▶ _作答要求 1_
根据文本节选中的约束条件，树的深度有何限制？
▶ _作答要求 2_
文本节选的注意事项指出，DFS中还应处理root为空的情况。请依据原文说明这样做的理由。
▶ _作答要求 3_
请将文本节选从“The root-to-leaf path 1->3”到“491 + 40 = 1026.”的部分重新写出，并把其中的“represents”一律改为“denotes”。

▶ _文本节选_
LeetCode 129 Sum Root to Leaf Numbers

LeetCode

You are given the root of a binary tree containing digits from 0 to 9 only.

Each root-to-leaf path in the tree represents a number.

For example, the root-to-leaf path 1 -> 2 -> 3 represents the number 123.

Return the total sum of all root-to-leaf numbers. Test cases are generated so that the answer will fit in a 32-bit integer.

A leaf node is a node with no children.

Example 1:

Input: root = [1,2,3]
Output: 25
Explanation:
The root-to-leaf path 1->2 represents the number 12.
The root-to-leaf path 1->3 represents the number 13.
Therefore, sum = 12 + 13 = 25.

Example 2:

Input: root = [4,9,0,5,1]
Output: 1026
Explanation:
The root-to-leaf path 4->9->5 represents the number 495.
The root-to-leaf path 4->9->1 represents the number 491.
The root-to-leaf path 4->0 represents the number 40.
Therefore, sum = 495 + 491 + 40 = 1026.

Constraints: The number of nodes in the tree is in the range [1, 1000].
0 <= Node.val <= 9 The depth of the tree will not exceed 10.

题目大意：

由root到叶子节点的数字组成多位数的数，求这些数的总和

解题思路：

题目提到叶子节点，所以DFS中要含叶子节点的情况

解题步骤：

N/A

注意事项：

题目提到叶子节点，所以DFS中要含叶子节点的情况。当然还要有root为空的情况，这样root.left和root.right不用非空检查，代码更简洁

Python代码：

def sumNumbers(self, root: TreeNode) -> int:
	return self.dfs(root, 0)

def dfs(self, root, path):
	if not root:
		return 0
	current = path * 10 + root.val
	if not root.left and not root.right:
		return current
	#if root.left #if root.right:
	return self.dfs(root.left, current) + self.dfs(root.right, current)

算法分析：

时间复杂度为O(n)，空间复杂度O(1)

记录:
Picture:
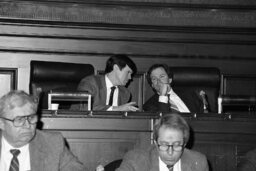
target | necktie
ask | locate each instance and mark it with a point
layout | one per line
(110, 102)
(170, 167)
(14, 166)
(174, 107)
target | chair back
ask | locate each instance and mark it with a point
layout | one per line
(46, 76)
(198, 79)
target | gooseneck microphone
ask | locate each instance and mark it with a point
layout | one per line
(205, 101)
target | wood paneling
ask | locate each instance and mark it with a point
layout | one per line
(102, 137)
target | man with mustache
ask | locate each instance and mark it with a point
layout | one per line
(169, 152)
(108, 91)
(22, 146)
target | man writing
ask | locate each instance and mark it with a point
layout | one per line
(109, 91)
(165, 98)
(22, 147)
(171, 134)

▶ _正确结果 1_
树的深度不会超过10。

▶ _正确结果 2_
处理了root为空的情况后，调用root.left和root.right时无需再做非空检查，代码因此更简洁。

▶ _正确结果 3_
The root-to-leaf path 1->3 denotes the number 13.
Therefore, sum = 12 + 13 = 25.

Example 2:

Input: root = [4,9,0,5,1]
Output: 1026
Explanation:
The root-to-leaf path 4->9->5 denotes the number 495.
The root-to-leaf path 4->9->1 denotes the number 491.
The root-to-leaf path 4->0 denotes the number 40.
Therefore, sum = 495 + 491 + 40 = 1026.